Excerpts from a dataset
-------

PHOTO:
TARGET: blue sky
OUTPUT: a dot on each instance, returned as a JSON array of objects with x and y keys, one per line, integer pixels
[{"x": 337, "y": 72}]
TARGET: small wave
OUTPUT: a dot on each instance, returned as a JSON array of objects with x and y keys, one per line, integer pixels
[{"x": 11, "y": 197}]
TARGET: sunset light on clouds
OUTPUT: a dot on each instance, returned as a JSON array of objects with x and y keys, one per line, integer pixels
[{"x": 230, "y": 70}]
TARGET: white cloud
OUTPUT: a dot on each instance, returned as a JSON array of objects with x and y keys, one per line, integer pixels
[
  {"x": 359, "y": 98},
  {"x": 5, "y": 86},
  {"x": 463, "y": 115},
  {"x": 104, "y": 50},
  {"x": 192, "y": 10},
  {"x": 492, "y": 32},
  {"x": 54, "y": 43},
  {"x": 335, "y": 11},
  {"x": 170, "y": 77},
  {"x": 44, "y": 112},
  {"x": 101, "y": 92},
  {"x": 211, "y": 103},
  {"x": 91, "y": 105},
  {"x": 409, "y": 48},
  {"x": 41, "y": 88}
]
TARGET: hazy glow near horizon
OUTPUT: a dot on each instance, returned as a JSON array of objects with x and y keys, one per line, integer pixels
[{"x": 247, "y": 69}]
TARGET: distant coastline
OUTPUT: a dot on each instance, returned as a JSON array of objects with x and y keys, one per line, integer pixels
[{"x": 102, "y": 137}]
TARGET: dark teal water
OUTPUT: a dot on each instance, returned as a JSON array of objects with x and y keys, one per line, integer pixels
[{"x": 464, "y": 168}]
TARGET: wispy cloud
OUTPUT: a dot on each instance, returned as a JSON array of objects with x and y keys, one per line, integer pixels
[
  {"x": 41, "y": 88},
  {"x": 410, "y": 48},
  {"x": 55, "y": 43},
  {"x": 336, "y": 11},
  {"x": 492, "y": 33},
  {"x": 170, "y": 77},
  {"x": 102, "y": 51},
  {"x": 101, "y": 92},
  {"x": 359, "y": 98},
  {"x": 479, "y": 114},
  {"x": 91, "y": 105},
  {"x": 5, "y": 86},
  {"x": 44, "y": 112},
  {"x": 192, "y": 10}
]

-------

▶ **Activity**:
Repeat the entries above verbatim, but only from the line that has "TARGET: distant coastline" down to the line that has "TARGET: wispy cloud", inclusive.

▶ **Answer**:
TARGET: distant coastline
OUTPUT: a dot on each instance, returned as a JSON array of objects with x and y keys, one per line, integer pixels
[{"x": 102, "y": 137}]
TARGET: dark teal water
OUTPUT: a dot on each instance, returned as a JSON array of objects with x and y keys, one per line, integer pixels
[{"x": 464, "y": 168}]
TARGET: wispy cloud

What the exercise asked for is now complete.